(Beginning of Given text)

Nanoparticles containing mRNA could be an effective way to treat infertility

In a report published in the journal Nature Nanotechnology, the researchers note that in a model of endometrial injury, their method improved embryo implantation. This, in their opinion, opens up the prospect of a new approach to the treatment of certain types of infertility. The team emphasizes that their experiments demonstrate the ability to specifically deliver therapeutic mRNA—the molecular instructions that cells use to synthesize proteins and control their functions—to the damaged uterine lining for a specified period of time.

Many gynecological diseases, such as endometriosis and Asherman’s syndrome, can cause infertility by reducing the likelihood of an embryo attaching to the endometrium – a critical stage for pregnancy, even with the use of assisted reproductive technologies (ART), including IVF. Patients who cannot get pregnant or carry a child to term using ART currently have no effective FDA-approved treatments, researchers say.

mRNA-based therapy works by giving cells instructions to make specific proteins without interfering with their DNA. This principle underlies current cancer treatments and mRNA vaccines against COVID-19. When developing mRNA therapies, one of the main challenges is delivering the molecules to the desired site in sufficient concentration to produce an effect while avoiding systemic toxicity. In the new experiments, the scientists said they set out to find out whether it is possible to deliver unstable mRNA directly to the endometrium using liposomal nanoparticles and what parameters can be improved with their help.

Because mRNA is rapidly degraded and cells contain enzymes that degrade naked mRNA, the scientists used liposomal nanoparticles (LDL) to protect and deliver the mRNA encoding the immune protein GM-CSF (granulocyte-macrophage colony-stimulating factor). GM-CSF is believed to help improve implantation by increasing endometrial thickness. Although recombinant GM-CSF protein can be produced in large quantities, its short duration of action and the risk of distribution to other organs limit its clinical use. In the first series of experiments, the scientists injected GM-CSF mRNA into the endometrium of mice intrauterinely, a method already used in ART to inject embryos and drugs. They found that common LDL mRNA spreads beyond the uterus and can cause toxic effects on the liver and spleen.

(End of Given text)

- _Problem to work on_:
Pick up the article on mRNA nanoparticles for infertility at the end of its last sentence and continue it. The data that follow play no part in this exercise.

(Beginning of Collected data)

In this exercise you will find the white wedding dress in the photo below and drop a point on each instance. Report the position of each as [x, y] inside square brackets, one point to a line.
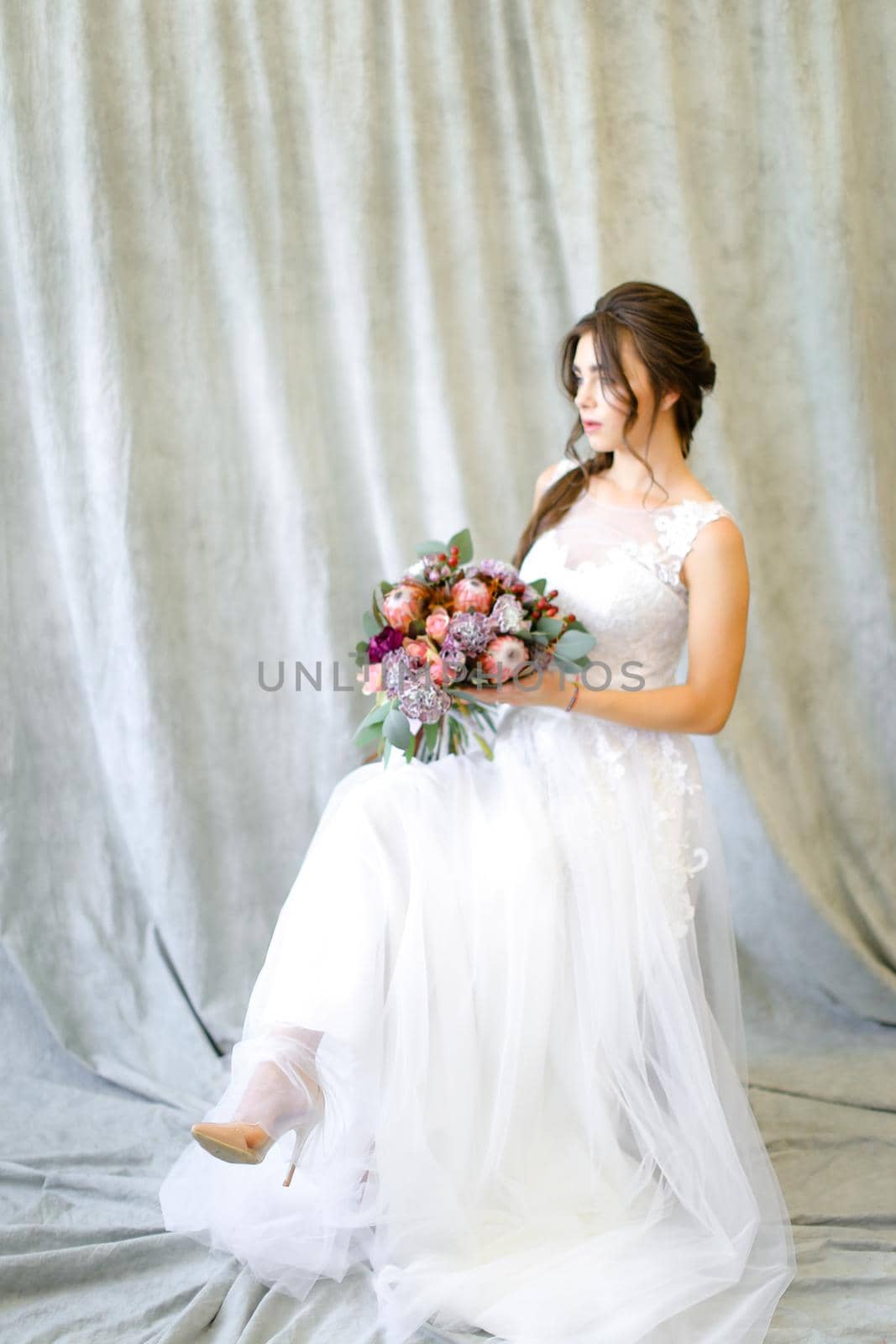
[524, 980]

(End of Collected data)

- _Response to the task_:
To reduce the risk of off-target delivery, the researchers modified LDL with the peptide RGD (arginylglycylaspartic acid). This peptide binds to integrins, cell surface proteins that are actively expressed in the endometrium during the period of implantation (WOI), when the tissue is most receptive to the embryo. This modification made it possible to direct treatment specifically to the endometrium, enhance the expected effect of GM-CSF and reduce side effects when administered during the WOI period.

After administering the specially designed LDL mRNA, the scientists noted that GM-CSF protein levels in the endometrium remained high for 24 hours. After eight hours, it was almost three times higher than in mice that received the recombinant protein. At the same time, the concentration of GM-CSF in the blood was 60 times lower than with the introduction of the recombinant protein, which indicates better safety and a lower risk of damage to other organs.

Using the same method in a mouse model of endometrial damage, which mimics the structural changes that reduce fertility in humans, the scientists found that embryo implantation was restored to levels in healthy mice. In untreated animals, the number of implantation sites was on average 67% less. At the same time, no toxic effects on the uterus and other organs were detected in the treated mice.